## [DIRECTIVES]
A: In the forum post, who is quoted as saying "What we learn to do, we learn by doing"?
B: Extract a passage from the forum post word for word. Begin at the words "I think what" and stop after "worst possible time.".

--- START EXTRACT ---

Thomas Jefferson: "What we learn to do, we learn by doing"

Richard Branson: "You don't learn to walk by following the rules. You learn by doing, and by falling over"

@Ringandpinion: "An ass whipping always stays with you longer than a gentle suggestion"

 

I think the later captures it most succinctly :D

 

 

On 12/19/2020 at 6:48 AM, FrankTheTank said:

I think what you are saying is the current RV slope is more important than median historical levels.   I have seen that in my calendar trades where RV of the current cycle seems to follow its own path and does not care too much about median historical RV. 

I suspect the market maker algos know where they want option prices to be at T-0 and make daily adjustments accordingly.  

I still get nervous buying a position knowing I am paying more than average RV for it. 

That's pretty much it...and keep the nervousness but reorient it to being uneasy about paying an RV that is up or sideways because you know that its going to snap back to trend at the worst possible time.

--- END EXTRACT ---
--- START DATASET CONTENT ---

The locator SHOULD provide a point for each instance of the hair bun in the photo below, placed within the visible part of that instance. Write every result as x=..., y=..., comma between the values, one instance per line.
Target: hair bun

--- END DATASET CONTENT ---

## [COMPLETE ANSWERS]
A: Thomas Jefferson

B:
I think what you are saying is the current RV slope is more important than median historical levels.   I have seen that in my calendar trades where RV of the current cycle seems to follow its own path and does not care too much about median historical RV. 

I suspect the market maker algos know where they want option prices to be at T-0 and make daily adjustments accordingly.  

I still get nervous buying a position knowing I am paying more than average RV for it. 

That's pretty much it...and keep the nervousness but reorient it to being uneasy about paying an RV that is up or sideways because you know that its going to snap back to trend at the worst possible time.